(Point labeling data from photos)
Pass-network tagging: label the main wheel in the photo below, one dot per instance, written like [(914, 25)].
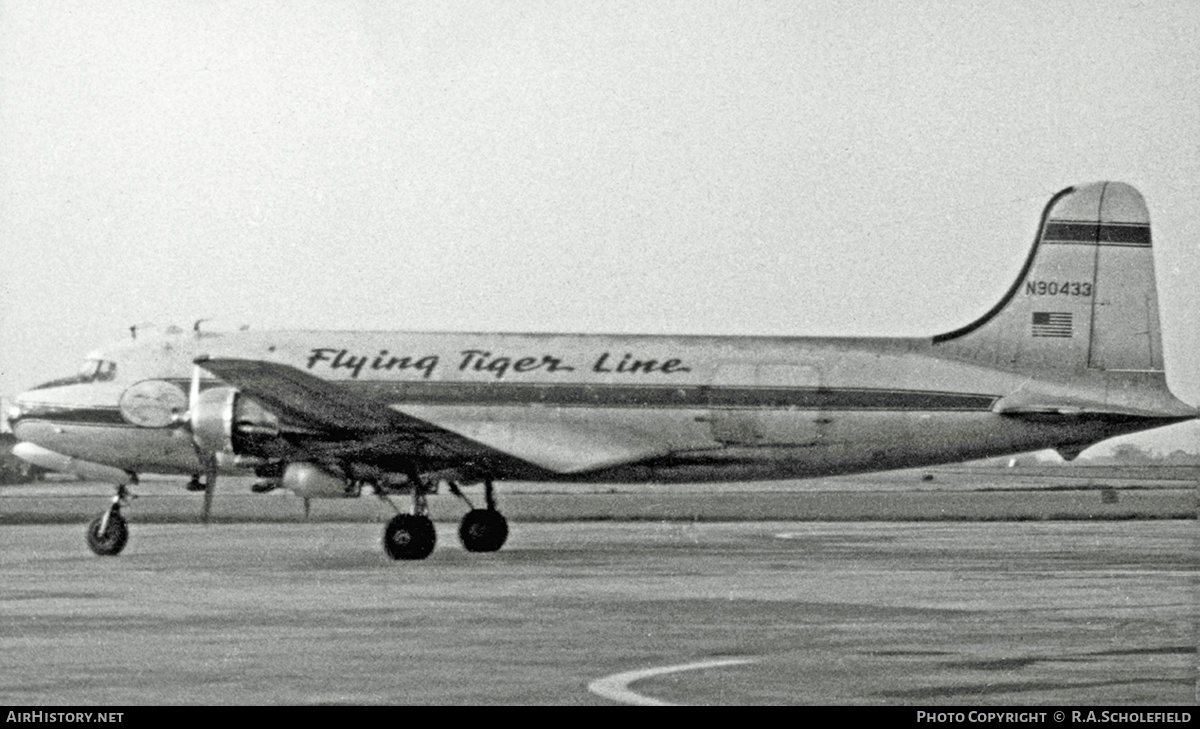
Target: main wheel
[(114, 537), (484, 530), (409, 537)]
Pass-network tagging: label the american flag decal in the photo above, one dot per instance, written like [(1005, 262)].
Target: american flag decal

#### [Description of the task]
Arrange every line of the listing above as a JSON list of strings, one string per line, with blank lines and the pictures left out.

#### [Final result]
[
  "Pass-network tagging: label the main wheel in the photo below, one dot per instance, written like [(914, 25)].",
  "Target: main wheel",
  "[(114, 537), (484, 530), (409, 537)]",
  "Pass-network tagging: label the american flag decal in the photo above, one dot per instance, written like [(1005, 262)].",
  "Target: american flag decal"
]